| Records excerpted from a collection |

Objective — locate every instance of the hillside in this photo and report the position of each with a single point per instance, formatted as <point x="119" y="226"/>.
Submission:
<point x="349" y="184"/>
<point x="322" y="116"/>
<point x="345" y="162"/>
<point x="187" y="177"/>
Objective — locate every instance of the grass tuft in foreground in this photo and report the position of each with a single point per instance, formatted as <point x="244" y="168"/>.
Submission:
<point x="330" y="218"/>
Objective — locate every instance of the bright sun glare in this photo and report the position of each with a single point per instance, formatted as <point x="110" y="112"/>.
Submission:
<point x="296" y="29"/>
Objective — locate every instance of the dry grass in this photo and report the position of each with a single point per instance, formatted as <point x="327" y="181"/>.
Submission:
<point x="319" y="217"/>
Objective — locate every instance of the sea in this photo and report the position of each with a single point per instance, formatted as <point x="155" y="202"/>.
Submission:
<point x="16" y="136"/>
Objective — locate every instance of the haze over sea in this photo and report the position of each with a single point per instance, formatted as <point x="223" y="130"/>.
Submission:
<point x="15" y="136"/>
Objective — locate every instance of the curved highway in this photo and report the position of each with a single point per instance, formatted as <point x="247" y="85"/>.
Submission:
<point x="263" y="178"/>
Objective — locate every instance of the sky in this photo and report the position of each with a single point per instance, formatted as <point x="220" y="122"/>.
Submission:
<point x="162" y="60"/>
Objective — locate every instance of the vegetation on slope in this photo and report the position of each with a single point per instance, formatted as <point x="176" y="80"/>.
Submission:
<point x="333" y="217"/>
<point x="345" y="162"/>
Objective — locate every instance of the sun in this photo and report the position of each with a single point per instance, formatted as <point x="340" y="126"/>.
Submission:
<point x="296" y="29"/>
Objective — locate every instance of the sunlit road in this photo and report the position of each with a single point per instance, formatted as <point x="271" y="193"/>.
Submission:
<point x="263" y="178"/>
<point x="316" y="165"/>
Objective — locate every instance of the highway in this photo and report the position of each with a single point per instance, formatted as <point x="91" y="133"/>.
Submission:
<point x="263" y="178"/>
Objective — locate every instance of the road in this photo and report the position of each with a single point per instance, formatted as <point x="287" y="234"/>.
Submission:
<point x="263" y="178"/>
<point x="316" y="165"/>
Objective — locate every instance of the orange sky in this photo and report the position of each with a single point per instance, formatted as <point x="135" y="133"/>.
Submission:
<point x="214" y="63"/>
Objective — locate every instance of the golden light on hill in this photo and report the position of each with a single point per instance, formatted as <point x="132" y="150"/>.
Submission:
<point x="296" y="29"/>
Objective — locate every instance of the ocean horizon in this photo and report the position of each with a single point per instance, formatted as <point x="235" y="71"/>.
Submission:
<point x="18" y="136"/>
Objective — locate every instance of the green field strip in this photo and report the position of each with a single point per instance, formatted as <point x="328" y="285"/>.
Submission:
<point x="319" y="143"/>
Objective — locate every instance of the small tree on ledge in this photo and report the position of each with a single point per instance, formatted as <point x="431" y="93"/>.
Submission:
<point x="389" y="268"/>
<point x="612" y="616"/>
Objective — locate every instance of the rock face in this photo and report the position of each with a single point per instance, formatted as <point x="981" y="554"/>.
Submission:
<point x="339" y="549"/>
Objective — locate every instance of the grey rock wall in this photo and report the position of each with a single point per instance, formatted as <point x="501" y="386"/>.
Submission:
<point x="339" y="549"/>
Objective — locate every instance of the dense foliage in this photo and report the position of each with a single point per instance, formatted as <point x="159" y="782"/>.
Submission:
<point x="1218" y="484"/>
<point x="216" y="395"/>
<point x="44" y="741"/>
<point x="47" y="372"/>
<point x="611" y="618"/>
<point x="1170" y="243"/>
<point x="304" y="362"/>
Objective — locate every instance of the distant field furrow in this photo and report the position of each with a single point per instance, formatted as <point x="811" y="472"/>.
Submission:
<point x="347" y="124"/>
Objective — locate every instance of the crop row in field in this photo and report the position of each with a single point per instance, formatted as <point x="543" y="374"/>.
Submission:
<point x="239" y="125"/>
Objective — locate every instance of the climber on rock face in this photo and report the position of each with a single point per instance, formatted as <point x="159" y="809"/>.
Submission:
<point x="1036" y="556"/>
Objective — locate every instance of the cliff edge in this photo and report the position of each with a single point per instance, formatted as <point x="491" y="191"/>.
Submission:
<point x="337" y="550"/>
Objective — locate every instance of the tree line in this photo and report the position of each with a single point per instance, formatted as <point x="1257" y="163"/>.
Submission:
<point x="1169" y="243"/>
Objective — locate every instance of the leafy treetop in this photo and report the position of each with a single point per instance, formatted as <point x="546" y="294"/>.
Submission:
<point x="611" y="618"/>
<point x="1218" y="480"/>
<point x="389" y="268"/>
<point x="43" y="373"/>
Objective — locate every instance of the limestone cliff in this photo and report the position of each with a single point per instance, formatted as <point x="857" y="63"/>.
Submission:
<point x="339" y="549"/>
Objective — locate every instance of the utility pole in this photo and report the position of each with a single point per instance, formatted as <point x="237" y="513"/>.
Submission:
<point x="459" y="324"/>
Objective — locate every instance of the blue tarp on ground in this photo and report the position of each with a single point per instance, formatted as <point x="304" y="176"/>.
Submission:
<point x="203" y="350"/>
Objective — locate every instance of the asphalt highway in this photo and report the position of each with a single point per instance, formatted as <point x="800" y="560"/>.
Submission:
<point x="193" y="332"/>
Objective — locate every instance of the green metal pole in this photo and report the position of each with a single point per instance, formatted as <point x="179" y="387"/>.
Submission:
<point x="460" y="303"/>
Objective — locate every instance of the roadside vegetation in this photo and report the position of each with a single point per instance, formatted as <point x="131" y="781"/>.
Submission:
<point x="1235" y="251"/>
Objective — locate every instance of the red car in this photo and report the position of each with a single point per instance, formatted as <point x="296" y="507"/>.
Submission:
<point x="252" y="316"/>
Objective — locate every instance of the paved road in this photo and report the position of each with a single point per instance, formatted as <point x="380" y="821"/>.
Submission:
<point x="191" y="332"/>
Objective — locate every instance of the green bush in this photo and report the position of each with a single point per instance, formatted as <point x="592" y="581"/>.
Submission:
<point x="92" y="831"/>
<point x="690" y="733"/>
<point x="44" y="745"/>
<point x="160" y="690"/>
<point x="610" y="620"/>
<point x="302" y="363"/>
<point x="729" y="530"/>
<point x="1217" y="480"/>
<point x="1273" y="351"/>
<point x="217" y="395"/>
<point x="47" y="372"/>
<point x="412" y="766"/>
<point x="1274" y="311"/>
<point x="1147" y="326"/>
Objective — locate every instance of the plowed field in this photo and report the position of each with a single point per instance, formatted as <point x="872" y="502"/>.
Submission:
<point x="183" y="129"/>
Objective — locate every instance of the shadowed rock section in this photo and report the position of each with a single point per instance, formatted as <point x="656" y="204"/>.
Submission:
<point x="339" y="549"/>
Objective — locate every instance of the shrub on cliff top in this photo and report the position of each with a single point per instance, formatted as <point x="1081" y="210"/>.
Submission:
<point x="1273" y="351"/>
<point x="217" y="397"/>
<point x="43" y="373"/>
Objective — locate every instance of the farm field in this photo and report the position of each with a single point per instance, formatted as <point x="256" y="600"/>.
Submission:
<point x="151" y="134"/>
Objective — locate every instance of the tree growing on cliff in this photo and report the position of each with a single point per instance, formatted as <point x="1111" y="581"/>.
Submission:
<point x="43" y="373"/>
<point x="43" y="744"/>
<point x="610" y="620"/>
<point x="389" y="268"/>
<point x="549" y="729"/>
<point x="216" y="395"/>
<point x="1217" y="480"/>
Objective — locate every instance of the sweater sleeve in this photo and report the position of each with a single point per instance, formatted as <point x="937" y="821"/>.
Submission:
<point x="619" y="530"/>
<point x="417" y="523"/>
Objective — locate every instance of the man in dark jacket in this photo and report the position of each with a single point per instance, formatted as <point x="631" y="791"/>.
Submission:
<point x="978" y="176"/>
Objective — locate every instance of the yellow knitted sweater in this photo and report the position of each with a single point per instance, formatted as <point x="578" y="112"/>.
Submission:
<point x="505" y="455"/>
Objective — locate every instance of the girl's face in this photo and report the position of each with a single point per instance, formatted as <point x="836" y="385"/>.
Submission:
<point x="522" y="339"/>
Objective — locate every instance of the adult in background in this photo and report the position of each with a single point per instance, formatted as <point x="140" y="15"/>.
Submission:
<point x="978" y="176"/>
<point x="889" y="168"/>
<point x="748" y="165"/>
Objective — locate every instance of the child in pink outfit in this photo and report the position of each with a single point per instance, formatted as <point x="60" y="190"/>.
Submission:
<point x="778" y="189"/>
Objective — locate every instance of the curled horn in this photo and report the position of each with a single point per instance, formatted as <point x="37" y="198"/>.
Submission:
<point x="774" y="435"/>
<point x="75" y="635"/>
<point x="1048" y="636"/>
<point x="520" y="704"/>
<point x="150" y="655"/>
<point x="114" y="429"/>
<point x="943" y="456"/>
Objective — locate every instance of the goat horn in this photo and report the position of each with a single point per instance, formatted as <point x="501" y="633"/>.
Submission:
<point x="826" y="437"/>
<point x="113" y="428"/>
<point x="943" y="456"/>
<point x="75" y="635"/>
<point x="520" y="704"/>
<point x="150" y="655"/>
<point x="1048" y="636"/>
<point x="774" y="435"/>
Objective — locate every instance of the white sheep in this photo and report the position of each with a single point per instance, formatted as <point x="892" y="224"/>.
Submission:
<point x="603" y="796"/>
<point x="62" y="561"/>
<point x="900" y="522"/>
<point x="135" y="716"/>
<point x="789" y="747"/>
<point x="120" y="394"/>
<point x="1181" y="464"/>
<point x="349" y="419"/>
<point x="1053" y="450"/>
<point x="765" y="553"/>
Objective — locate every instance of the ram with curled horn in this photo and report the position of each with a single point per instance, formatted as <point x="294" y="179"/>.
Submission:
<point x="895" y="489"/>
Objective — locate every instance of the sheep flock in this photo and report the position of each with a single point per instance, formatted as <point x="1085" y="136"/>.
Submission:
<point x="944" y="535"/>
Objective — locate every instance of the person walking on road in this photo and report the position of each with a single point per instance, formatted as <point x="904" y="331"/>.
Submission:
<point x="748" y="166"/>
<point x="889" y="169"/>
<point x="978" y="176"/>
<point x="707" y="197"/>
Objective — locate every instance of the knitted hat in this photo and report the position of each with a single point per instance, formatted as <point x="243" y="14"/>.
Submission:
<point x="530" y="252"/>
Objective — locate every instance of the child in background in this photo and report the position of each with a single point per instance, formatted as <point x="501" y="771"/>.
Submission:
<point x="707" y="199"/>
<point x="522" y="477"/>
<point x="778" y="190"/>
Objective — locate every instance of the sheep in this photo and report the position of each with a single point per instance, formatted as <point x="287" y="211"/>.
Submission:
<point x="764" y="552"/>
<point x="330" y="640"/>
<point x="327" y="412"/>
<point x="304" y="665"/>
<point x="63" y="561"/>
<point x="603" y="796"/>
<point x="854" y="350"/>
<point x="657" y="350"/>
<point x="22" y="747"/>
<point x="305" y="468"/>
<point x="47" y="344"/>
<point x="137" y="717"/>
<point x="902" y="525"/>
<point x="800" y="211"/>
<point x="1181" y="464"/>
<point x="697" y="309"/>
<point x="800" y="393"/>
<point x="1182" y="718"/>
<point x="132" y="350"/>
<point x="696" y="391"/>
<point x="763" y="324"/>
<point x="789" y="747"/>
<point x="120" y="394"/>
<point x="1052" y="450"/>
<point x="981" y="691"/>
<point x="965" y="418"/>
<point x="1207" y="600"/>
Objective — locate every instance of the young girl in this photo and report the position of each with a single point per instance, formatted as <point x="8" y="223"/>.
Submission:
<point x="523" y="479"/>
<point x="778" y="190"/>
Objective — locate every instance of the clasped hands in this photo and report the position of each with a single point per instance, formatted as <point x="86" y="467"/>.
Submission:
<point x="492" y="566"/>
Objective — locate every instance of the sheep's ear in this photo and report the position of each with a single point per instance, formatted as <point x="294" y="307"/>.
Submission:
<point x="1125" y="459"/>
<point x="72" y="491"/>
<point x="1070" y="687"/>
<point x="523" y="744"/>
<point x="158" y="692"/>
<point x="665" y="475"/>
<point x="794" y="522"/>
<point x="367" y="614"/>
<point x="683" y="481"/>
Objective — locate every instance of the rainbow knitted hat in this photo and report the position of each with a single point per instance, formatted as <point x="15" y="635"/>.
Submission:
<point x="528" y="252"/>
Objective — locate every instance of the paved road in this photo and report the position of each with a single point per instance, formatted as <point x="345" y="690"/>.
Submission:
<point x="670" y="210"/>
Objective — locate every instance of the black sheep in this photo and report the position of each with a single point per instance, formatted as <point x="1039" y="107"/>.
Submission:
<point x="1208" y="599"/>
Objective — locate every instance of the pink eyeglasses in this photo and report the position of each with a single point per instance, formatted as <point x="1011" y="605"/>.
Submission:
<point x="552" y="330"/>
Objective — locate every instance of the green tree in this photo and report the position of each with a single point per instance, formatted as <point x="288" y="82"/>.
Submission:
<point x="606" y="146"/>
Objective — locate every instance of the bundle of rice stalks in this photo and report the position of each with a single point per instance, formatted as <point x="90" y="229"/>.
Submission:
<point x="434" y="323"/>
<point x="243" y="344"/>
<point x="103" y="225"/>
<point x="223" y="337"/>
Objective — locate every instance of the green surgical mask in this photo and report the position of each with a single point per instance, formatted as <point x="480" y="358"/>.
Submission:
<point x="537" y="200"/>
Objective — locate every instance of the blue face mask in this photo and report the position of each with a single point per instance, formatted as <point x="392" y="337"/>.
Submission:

| About this exercise |
Look for the word "sweater". Copy out every line of the data that has it.

| Solution |
Objective — locate every instance of the sweater sleeve in this photo and report the position of each with a single point per instance, formatted as <point x="937" y="821"/>.
Objective — locate every instance of the yellow knitted sweater in this photo and report the position of each with a single point per instance, formatted as <point x="578" y="112"/>.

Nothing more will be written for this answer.